[begin MATERIAL]

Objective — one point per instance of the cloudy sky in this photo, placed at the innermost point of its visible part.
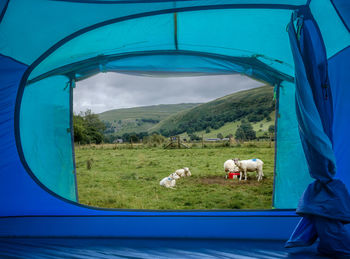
(112, 91)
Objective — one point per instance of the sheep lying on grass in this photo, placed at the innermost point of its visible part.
(183, 172)
(250, 166)
(169, 181)
(230, 167)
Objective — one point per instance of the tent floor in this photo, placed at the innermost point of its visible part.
(146, 248)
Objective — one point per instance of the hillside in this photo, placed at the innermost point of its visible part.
(254, 105)
(140, 119)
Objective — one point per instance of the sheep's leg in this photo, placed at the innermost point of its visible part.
(260, 174)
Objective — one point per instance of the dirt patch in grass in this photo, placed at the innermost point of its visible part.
(227, 182)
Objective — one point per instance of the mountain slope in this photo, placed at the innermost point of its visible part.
(255, 105)
(139, 119)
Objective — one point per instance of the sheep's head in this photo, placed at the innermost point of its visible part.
(187, 171)
(174, 176)
(236, 161)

[end MATERIAL]

## TASK TO CARRY OUT
Copy out the part that opens with the line containing "Objective — one point per instance of the mountain" and closes at the end of the rows, switching "mountain slope" to "rocky slope" and leaving everything else as it is.

## RESULT
Objective — one point per instance of the rocky slope in this photo, placed at the innermost point of its visible part.
(255, 105)
(139, 119)
Objective — one point per instance of the sheep's head in this photo, placed at the innermost point of its visible part.
(187, 171)
(174, 176)
(236, 161)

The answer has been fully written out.